* Exercise requirements:
Please reproduce the data exactly, excluding any pictures it contains.
-- Source material follows --
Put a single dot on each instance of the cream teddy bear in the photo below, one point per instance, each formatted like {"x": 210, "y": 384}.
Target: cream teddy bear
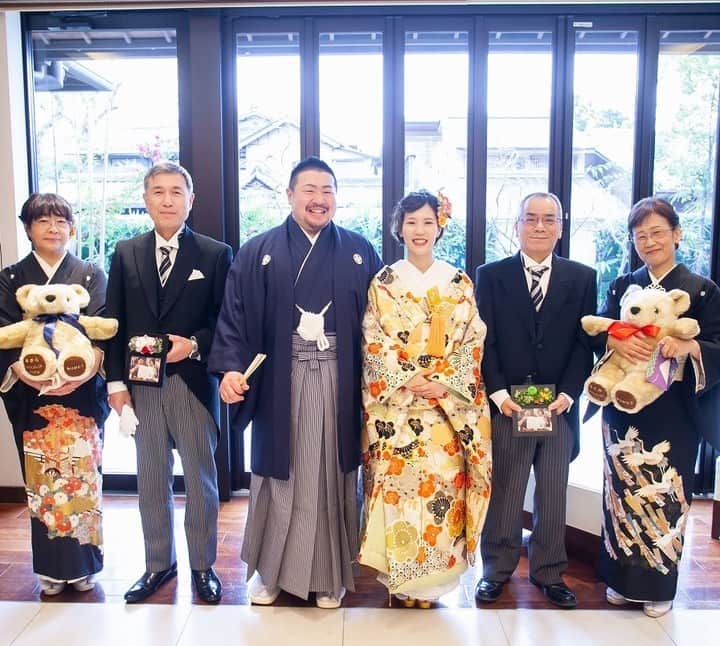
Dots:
{"x": 54, "y": 336}
{"x": 654, "y": 312}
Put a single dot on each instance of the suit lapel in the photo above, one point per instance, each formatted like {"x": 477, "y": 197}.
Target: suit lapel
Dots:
{"x": 515, "y": 286}
{"x": 146, "y": 264}
{"x": 558, "y": 291}
{"x": 181, "y": 270}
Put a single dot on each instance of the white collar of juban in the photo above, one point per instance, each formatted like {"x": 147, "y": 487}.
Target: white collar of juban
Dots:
{"x": 439, "y": 274}
{"x": 657, "y": 280}
{"x": 47, "y": 267}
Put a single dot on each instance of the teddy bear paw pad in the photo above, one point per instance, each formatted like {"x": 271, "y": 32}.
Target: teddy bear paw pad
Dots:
{"x": 34, "y": 364}
{"x": 596, "y": 391}
{"x": 74, "y": 366}
{"x": 625, "y": 399}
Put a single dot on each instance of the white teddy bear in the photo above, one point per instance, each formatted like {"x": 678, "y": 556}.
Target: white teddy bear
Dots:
{"x": 54, "y": 336}
{"x": 656, "y": 313}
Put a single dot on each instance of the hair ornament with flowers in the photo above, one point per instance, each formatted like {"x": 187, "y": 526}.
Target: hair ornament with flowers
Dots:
{"x": 444, "y": 209}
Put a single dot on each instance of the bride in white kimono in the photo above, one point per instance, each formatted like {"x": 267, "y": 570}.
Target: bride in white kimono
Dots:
{"x": 426, "y": 432}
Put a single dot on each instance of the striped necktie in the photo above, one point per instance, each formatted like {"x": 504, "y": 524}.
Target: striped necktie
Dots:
{"x": 536, "y": 294}
{"x": 165, "y": 264}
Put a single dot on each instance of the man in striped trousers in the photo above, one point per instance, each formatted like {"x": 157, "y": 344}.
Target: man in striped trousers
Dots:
{"x": 170, "y": 282}
{"x": 532, "y": 304}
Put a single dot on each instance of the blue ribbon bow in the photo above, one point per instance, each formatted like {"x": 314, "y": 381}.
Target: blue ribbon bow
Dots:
{"x": 49, "y": 322}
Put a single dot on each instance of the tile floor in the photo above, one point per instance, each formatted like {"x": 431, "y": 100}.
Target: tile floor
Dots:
{"x": 521, "y": 616}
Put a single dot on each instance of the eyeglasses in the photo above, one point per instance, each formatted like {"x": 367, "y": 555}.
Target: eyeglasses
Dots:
{"x": 641, "y": 239}
{"x": 532, "y": 221}
{"x": 47, "y": 222}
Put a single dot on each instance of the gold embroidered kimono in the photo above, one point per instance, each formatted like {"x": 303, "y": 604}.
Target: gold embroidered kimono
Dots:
{"x": 426, "y": 462}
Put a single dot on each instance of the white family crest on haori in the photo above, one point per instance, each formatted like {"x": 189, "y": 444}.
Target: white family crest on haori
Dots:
{"x": 312, "y": 327}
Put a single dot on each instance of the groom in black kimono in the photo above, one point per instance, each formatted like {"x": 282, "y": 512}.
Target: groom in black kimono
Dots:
{"x": 297, "y": 293}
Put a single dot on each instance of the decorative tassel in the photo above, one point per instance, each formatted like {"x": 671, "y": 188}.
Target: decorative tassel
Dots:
{"x": 436, "y": 340}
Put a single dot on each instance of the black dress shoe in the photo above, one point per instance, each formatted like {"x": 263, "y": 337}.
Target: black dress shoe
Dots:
{"x": 557, "y": 593}
{"x": 488, "y": 591}
{"x": 208, "y": 585}
{"x": 148, "y": 584}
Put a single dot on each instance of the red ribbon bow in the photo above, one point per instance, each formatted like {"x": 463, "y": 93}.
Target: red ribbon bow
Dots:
{"x": 621, "y": 330}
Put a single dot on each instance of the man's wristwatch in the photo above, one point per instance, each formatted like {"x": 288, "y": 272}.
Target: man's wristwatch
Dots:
{"x": 195, "y": 352}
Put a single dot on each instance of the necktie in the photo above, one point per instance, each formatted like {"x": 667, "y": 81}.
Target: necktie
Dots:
{"x": 165, "y": 264}
{"x": 536, "y": 294}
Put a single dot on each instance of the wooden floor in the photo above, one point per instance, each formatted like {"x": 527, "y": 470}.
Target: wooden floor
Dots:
{"x": 699, "y": 580}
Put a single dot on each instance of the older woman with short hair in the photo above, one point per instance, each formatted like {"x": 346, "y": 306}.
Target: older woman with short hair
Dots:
{"x": 57, "y": 426}
{"x": 650, "y": 455}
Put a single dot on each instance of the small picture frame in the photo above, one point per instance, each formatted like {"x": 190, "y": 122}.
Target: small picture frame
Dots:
-- Source material concluded --
* Your response:
Put a single dot on each instance of the cream teddy bear in the photo below, one point per instance, each formatted like {"x": 210, "y": 384}.
Target: cream teddy bear
Dots:
{"x": 54, "y": 336}
{"x": 654, "y": 312}
Put a single dot on each instance of the suit lapel in the photo above, one point per instance, each formatted like {"x": 477, "y": 197}.
Target: suit lapel
Dots:
{"x": 515, "y": 286}
{"x": 146, "y": 264}
{"x": 558, "y": 291}
{"x": 181, "y": 270}
Put a single dot on each instance of the white collar of juban in the photo above, one point per instance, each formatted like {"x": 147, "y": 487}.
Target: white collar of juban
Dots:
{"x": 439, "y": 274}
{"x": 657, "y": 280}
{"x": 47, "y": 267}
Put a single dot on each instance of the teddy bear paw pad in the photo above, one point per instance, each formatted like {"x": 271, "y": 32}.
Target: teddy bear paw pad
Dots:
{"x": 34, "y": 364}
{"x": 596, "y": 391}
{"x": 74, "y": 366}
{"x": 625, "y": 399}
Put a single dot on each instance of the white teddy bear in the photo above, one point per instance, each formatted like {"x": 678, "y": 556}.
Target: white teddy bear
Dots:
{"x": 54, "y": 336}
{"x": 656, "y": 313}
Put a single dot on each instance of the hair ornament with flowers in the photo above, one point per instance, each formatted like {"x": 187, "y": 526}.
Target: hair ornament with flowers
Dots:
{"x": 444, "y": 209}
Put a single dot on each instance of the bride in white kimono in the photo above, one point per instance, each formatted like {"x": 267, "y": 570}.
Target: bride in white kimono
Dots:
{"x": 426, "y": 432}
Put a single dot on each instance of the striped necktie in the photo above, one point per instance, each formatted like {"x": 504, "y": 524}.
Target: striped necktie
Dots:
{"x": 536, "y": 294}
{"x": 165, "y": 264}
Put a single dot on each instance of the man in striped trousers in the photo above, one point per instance, each formatted like {"x": 157, "y": 344}.
Target: man in striped trousers
Dots:
{"x": 170, "y": 282}
{"x": 532, "y": 304}
Put a single dot on each instance of the blue ribbon bow in the photo above, one point per instance, each formatted like {"x": 314, "y": 381}.
Target: blue ribbon bow
Dots:
{"x": 49, "y": 322}
Put a single dot on each instance of the tile floor in the photo above, one point per instance, each formatted like {"x": 431, "y": 100}.
Target: tile floor
Dots:
{"x": 521, "y": 616}
Put a single dot on each instance of the eyeglasses in the photo above, one point per instance, each formatted like {"x": 367, "y": 555}.
Target: eyeglasses
Dots:
{"x": 641, "y": 239}
{"x": 532, "y": 221}
{"x": 47, "y": 222}
Put a single dot on each instance of the gold embroidered kimono in the photo above, one point per instance, each formatted like {"x": 303, "y": 604}.
Target: gold embroidered kimono
Dots:
{"x": 426, "y": 462}
Put a single dot on each instance of the white family crest on haori in the photo above, one point per instance, each formatted like {"x": 189, "y": 444}.
Target: white family crest on haori
Dots:
{"x": 312, "y": 327}
Put a single dot on each instance of the groom in black kimono in the photo above, one point per instance, each formatted like {"x": 282, "y": 512}.
Target: groom in black kimono
Dots:
{"x": 297, "y": 293}
Put a single dot on each instance of the decorative tassel in the photo above, one point per instance, each formatted like {"x": 671, "y": 188}.
Target: decorative tassel
Dots:
{"x": 436, "y": 340}
Put a single dot on each instance of the black dress shoe in the photo above, one point per instance, each formatted like {"x": 263, "y": 337}.
Target: black dress shoe
Dots:
{"x": 557, "y": 593}
{"x": 488, "y": 591}
{"x": 208, "y": 585}
{"x": 148, "y": 584}
Put a single dot on each instance of the red ribbon bow in the photo above, one point per instance, each formatted like {"x": 463, "y": 93}.
Target: red ribbon bow
Dots:
{"x": 621, "y": 330}
Put a single dot on each instance of the man's wristwatch in the photo above, one point per instance, each formatted like {"x": 288, "y": 272}.
Target: man's wristwatch
Dots:
{"x": 195, "y": 352}
Put a single dot on each instance of the necktie in the photo above, one point per instance, each formatted like {"x": 667, "y": 81}.
Target: necktie
Dots:
{"x": 165, "y": 264}
{"x": 536, "y": 294}
Put a single dot on each instance of the wooden floor in the photo above, one point per instance, each formatted like {"x": 527, "y": 470}.
Target: wooden floor
Dots:
{"x": 699, "y": 580}
Put a single dot on each instance of the older woman with short hair in the photo above, one point per instance, each formatted like {"x": 346, "y": 306}.
Target: older woman with short hair
Dots:
{"x": 57, "y": 426}
{"x": 650, "y": 455}
Put a single dot on each instance of the small picture frame in the photo above, one point per instance, each formatted like {"x": 190, "y": 122}.
Target: small picture frame
Dots:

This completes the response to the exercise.